## HOW TO COMPLETE THIS TASK:
Print the records below exactly, with no pictures.

(Stored records)

· · ·

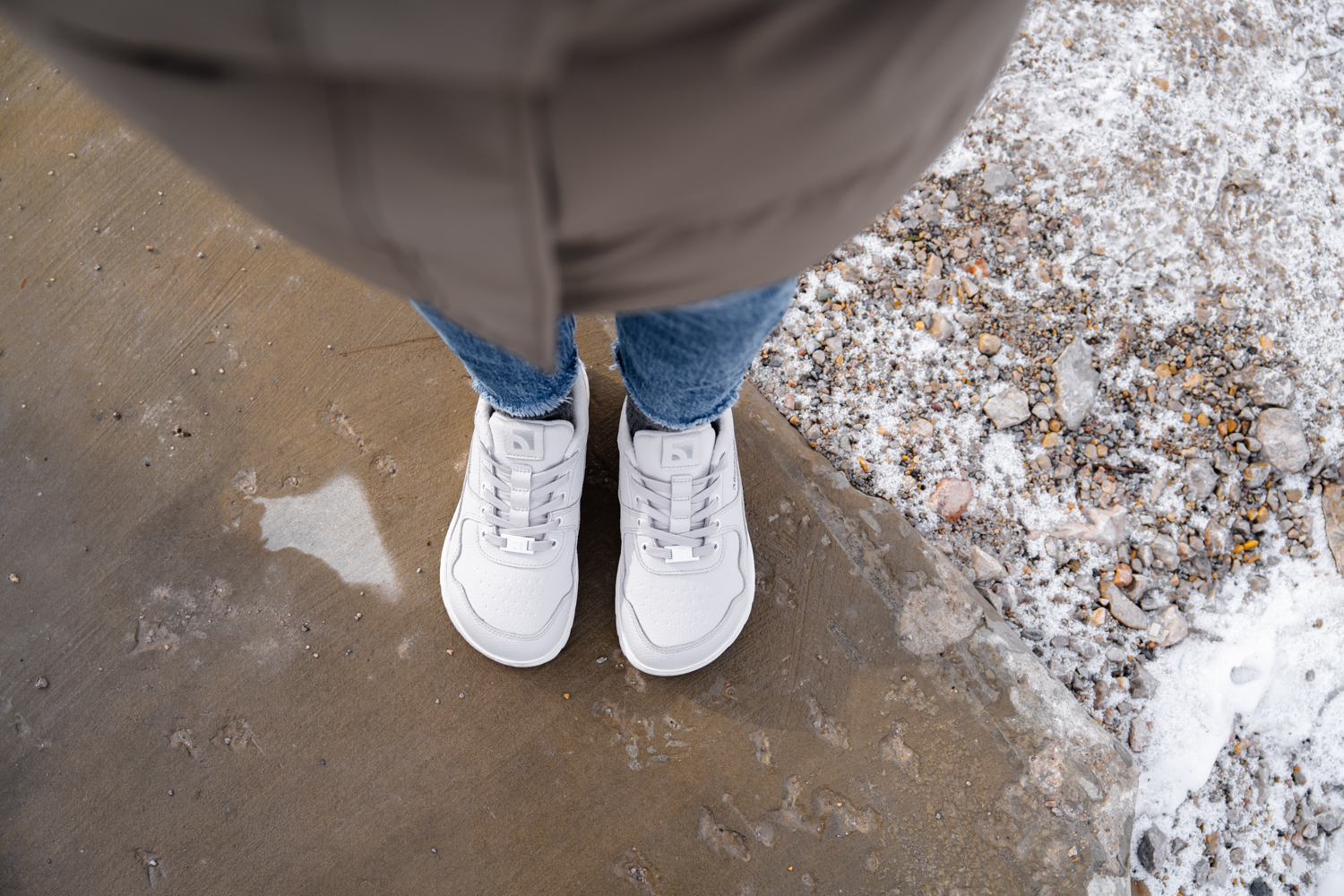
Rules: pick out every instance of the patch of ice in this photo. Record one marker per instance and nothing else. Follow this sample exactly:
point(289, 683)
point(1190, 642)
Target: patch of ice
point(335, 525)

· · ·

## SOLVED EXERCISE:
Rules: pick out every instance of the patch of ice in this photo. Record one marker per instance and nothing else. Follow this sample exactly:
point(289, 683)
point(1190, 642)
Target: patch of ice
point(335, 525)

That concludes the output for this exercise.